___ DATA ___

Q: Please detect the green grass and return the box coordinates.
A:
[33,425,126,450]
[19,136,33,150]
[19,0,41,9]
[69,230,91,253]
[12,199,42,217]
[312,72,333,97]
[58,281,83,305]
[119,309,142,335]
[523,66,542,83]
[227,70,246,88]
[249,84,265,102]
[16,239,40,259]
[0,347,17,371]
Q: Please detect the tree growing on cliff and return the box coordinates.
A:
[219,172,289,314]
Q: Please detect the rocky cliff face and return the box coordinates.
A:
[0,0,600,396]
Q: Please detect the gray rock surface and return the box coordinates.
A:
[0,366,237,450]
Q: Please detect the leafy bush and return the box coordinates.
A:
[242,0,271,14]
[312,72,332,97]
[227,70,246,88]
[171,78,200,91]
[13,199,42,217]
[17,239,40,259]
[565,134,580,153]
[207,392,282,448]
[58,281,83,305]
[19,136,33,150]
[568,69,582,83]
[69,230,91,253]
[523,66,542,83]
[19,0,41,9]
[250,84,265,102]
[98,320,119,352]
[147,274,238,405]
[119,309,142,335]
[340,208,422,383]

___

THE REQUEST: Print the entire listing above again, line for line and without any changes.

REPLY TO THE TASK:
Q: Please detect the green grass and return the box coordinates.
A:
[33,425,126,450]
[19,136,33,150]
[19,0,41,9]
[69,230,91,253]
[12,199,42,217]
[312,72,333,97]
[58,281,83,305]
[119,309,142,335]
[523,66,542,83]
[227,70,246,88]
[249,84,265,102]
[16,239,40,259]
[0,347,17,371]
Q: Please detect the tree growing on cliff and return the box coordinates.
A:
[219,172,289,314]
Q: Please detect the rocky cliff face and return the box coordinates.
A:
[0,0,600,396]
Q: Please detect the gray rock surface and return the box coordinates.
A:
[0,366,237,450]
Q: Please detect the leafy bush and return the box coordinates.
A:
[242,0,271,14]
[312,72,332,97]
[227,70,246,88]
[171,78,200,91]
[13,199,42,217]
[17,239,40,259]
[565,134,580,153]
[207,392,282,448]
[58,281,83,305]
[19,136,33,150]
[568,69,582,83]
[69,230,91,253]
[523,66,542,83]
[19,0,41,9]
[250,84,265,102]
[98,320,119,352]
[147,274,238,405]
[119,309,142,335]
[340,208,422,383]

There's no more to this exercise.